§ Task objective
Starting with the line containing "landing gear wheel." and continuing through the end of the data, change every occurrence of "drop one marker" to "place one marker" and reproduce those lines with no other alterations. Omit the pictures from your answer.

[Saved data entries]
——————————

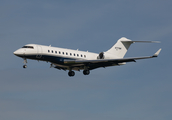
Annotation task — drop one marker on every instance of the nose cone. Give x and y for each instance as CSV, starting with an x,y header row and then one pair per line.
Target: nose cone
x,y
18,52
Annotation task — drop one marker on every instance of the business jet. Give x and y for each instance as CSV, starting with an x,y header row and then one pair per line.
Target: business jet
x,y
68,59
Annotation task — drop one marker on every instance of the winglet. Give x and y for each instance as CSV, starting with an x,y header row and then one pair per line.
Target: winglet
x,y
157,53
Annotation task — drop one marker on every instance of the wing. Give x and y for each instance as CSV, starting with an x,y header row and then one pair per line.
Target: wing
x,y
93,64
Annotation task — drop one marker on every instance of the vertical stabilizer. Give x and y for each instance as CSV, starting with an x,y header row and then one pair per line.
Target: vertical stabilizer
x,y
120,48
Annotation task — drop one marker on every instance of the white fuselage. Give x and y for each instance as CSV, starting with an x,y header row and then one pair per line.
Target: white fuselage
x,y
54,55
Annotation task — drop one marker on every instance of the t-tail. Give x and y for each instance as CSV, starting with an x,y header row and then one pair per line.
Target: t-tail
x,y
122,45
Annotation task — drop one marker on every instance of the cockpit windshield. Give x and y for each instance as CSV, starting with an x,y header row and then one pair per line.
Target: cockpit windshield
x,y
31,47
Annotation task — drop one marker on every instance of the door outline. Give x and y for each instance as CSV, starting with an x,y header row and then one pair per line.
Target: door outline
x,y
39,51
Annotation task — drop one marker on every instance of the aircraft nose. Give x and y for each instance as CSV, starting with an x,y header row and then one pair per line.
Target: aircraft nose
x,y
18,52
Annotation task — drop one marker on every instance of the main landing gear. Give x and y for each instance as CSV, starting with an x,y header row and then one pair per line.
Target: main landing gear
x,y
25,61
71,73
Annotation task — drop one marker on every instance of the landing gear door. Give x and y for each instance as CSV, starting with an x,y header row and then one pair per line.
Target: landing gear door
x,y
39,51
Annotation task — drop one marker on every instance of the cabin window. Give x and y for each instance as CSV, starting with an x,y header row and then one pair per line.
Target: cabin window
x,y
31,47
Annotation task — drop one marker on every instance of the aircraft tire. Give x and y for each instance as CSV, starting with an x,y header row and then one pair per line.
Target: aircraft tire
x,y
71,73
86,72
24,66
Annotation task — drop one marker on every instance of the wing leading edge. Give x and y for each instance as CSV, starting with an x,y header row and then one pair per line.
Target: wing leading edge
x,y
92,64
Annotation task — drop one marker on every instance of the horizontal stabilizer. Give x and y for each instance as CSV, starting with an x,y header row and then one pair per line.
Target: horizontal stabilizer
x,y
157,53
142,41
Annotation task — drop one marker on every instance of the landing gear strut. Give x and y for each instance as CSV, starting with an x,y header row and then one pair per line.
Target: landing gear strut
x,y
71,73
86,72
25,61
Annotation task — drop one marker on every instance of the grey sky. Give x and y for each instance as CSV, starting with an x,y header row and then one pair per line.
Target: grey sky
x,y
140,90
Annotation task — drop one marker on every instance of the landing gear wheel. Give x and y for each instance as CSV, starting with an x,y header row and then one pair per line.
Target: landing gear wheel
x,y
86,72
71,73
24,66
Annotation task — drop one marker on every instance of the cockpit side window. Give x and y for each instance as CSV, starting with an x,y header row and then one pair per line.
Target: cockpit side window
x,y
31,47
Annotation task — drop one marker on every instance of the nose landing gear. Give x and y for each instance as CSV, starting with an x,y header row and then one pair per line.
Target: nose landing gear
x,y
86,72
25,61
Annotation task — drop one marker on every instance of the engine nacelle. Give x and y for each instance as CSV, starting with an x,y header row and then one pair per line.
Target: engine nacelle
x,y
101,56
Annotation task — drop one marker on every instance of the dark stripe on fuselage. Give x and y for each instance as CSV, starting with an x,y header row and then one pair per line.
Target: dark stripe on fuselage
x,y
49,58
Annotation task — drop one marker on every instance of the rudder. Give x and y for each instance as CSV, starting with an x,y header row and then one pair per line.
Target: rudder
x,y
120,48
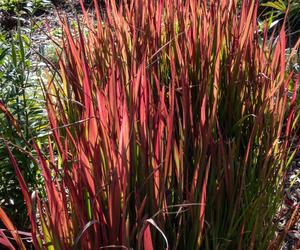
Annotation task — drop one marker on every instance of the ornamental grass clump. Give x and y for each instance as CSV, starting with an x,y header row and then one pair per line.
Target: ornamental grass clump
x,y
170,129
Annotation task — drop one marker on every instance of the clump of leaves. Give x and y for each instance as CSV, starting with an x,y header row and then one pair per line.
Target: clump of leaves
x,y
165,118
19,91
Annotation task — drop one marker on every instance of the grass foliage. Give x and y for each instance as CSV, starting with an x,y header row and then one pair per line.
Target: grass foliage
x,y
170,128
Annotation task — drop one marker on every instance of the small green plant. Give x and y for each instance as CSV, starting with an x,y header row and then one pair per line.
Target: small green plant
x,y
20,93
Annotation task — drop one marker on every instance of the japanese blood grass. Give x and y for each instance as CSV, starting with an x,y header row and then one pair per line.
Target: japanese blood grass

——————————

§ The result
Annotation task — place one marker on every instance of the landing gear wheel. Give x and y for each instance as CSV, starting with an x,y header row and then one pair per line.
Target: landing gear wheel
x,y
86,72
71,73
24,66
Annotation task — place one marker on every instance of the cockpit side window. Give x and y for each instance as CSV, starting with an x,y header row and then one pair per line.
Target: cockpit side window
x,y
31,47
Annotation task — place one marker on every instance of the nose landing gear. Give x and y for each instance as CSV, starting with an x,y header row and then one pair per line.
Target: nose landing gear
x,y
86,72
25,61
Annotation task — place one marker on every instance of the engine nacelle. Give x and y for each instance as CSV, starting with an x,y header row and then one pair per line.
Target: engine nacelle
x,y
101,56
Annotation task — place one marker on every instance of the dark stripe on fuselage. Give x and y for each instance as CSV, starting with an x,y header row and then one pair per line.
Target: dark stripe on fuselage
x,y
49,58
Annotation task — place one marker on every instance of the rudder. Give x and y for each instance as CSV, starting with an x,y header row and then one pair per line.
Target: rudder
x,y
120,48
Annotation task — place one marker on every instance of the ornamental grass clump. Give x and y for each instance as CSV, starting with an x,y header row and then one pair per line.
Target: ornamental grass clump
x,y
170,129
Annotation task — place one marker on every instance of the clump of leaves. Give x and y for each instance as CSV, starting with an x,y header row and then one pair per line.
Target: clump of leaves
x,y
165,118
19,91
Annotation task — place one marker on every instance of the grass foliage. Give x and y for each instance as CSV, starting with an x,y header row and then one pair per line.
Target: grass foliage
x,y
170,128
Annotation task — place one marker on every instance of the small green plant. Give x and y for each instance as CSV, starting with an x,y header row and then one pair per line.
Target: small green plant
x,y
20,93
Annotation task — place one marker on every instance of the japanese blood grass. Give x and y for each instance as CSV, starting with an x,y header row and then one pair per line.
Target: japanese blood grass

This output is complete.